[Object location annotation data]
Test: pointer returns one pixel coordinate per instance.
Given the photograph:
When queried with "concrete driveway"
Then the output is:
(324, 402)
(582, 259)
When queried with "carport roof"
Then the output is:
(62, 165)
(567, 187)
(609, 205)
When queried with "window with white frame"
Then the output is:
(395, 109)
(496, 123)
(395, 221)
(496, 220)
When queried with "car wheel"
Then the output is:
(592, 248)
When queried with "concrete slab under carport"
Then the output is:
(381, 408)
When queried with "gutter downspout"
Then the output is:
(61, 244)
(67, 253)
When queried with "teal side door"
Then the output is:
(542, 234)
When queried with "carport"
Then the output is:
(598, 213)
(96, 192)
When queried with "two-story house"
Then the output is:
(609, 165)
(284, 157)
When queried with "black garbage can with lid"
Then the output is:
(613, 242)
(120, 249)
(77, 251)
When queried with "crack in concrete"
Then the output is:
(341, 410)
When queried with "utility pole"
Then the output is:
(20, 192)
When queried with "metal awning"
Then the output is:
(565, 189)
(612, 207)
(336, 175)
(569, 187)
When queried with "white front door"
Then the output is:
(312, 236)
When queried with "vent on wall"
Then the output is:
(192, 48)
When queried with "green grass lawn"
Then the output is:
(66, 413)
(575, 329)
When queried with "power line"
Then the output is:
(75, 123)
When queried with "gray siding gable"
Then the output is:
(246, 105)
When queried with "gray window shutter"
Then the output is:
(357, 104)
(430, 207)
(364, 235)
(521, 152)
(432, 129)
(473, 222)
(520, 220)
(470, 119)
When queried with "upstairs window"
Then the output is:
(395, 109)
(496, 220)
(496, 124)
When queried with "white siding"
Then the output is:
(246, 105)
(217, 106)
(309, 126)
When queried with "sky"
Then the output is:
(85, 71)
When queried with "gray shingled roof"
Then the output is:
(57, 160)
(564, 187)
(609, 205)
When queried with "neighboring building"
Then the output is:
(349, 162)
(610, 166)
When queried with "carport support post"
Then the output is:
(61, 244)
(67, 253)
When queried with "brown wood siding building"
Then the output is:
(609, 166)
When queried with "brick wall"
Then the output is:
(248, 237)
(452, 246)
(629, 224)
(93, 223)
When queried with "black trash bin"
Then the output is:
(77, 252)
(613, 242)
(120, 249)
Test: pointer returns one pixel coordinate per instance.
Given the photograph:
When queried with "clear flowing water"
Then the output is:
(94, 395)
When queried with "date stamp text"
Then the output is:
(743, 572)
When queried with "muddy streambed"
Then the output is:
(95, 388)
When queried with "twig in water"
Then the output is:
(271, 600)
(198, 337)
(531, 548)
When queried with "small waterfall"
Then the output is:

» **Directive**
Transcribe each entry precisely, missing none.

» **Expected answer**
Test: pointer returns one pixel coordinate per instance.
Given the photograph:
When queried with "concrete driveway"
Then the output is:
(324, 402)
(582, 259)
When queried with "carport roof"
Then the output is:
(62, 165)
(567, 187)
(609, 205)
When queried with "window with white frame"
Then the output is:
(395, 109)
(496, 123)
(395, 221)
(496, 220)
When queried with "car wheel"
Then the output is:
(592, 248)
When queried with "concrete slab under carport"
Then the output is:
(381, 408)
When queried with "gutter downspout"
Then the output is:
(61, 244)
(67, 253)
When queried with "teal side door"
Then the output is:
(542, 234)
When queried with "carport"
Then the output is:
(598, 213)
(96, 192)
When queried with "two-story house"
Then the output is:
(609, 165)
(284, 157)
When queried with "black garbage can with lid"
Then the output is:
(613, 242)
(120, 249)
(77, 251)
When queried with "crack in concrete"
Then the output is:
(341, 410)
When queried with "utility pole"
Then the output is:
(20, 192)
When queried with "metal awning"
Then the output is:
(565, 189)
(612, 207)
(336, 175)
(569, 187)
When queried with "white front door"
Then the output is:
(312, 236)
When queried with "vent on wall"
Then the output is:
(192, 48)
When queried with "green grass lawn"
Then the output is:
(66, 413)
(575, 329)
When queried with "power line"
Then the output is:
(75, 123)
When queried with "gray siding gable"
Then the output is:
(246, 105)
When queried with "gray window shutter"
Then the output is:
(357, 104)
(430, 207)
(364, 235)
(521, 152)
(432, 129)
(473, 222)
(520, 220)
(470, 119)
When queried with "upstairs window"
Then the output is:
(395, 109)
(496, 220)
(496, 124)
When queried with "white siding"
Then the output is:
(246, 105)
(217, 106)
(309, 126)
When queried with "sky"
Then the output is:
(85, 71)
When queried with "gray shingled roof"
Then the output is:
(57, 160)
(564, 187)
(609, 205)
When queried with "neighboring building"
Then the output is:
(349, 162)
(610, 166)
When queried with "carport support post"
Then the output is:
(61, 244)
(67, 253)
When queried with "brown wood siding building"
Then the output is:
(609, 166)
When queried with "brick wall"
Then the output is:
(248, 237)
(452, 246)
(629, 224)
(93, 223)
When queried with "black trash bin"
Then the output is:
(77, 252)
(613, 242)
(120, 249)
Test: pointer returns one pixel coordinate per instance.
Given the photograph:
When queried with "clear flowing water"
Then the output is:
(94, 395)
When queried with "date stamp text"
Then the output is:
(743, 572)
When queried with "muddy streambed"
Then the output is:
(95, 388)
When queried with "twig in water"
Then the output is:
(271, 600)
(198, 337)
(531, 548)
When queried with "small waterfall"
Then the output is:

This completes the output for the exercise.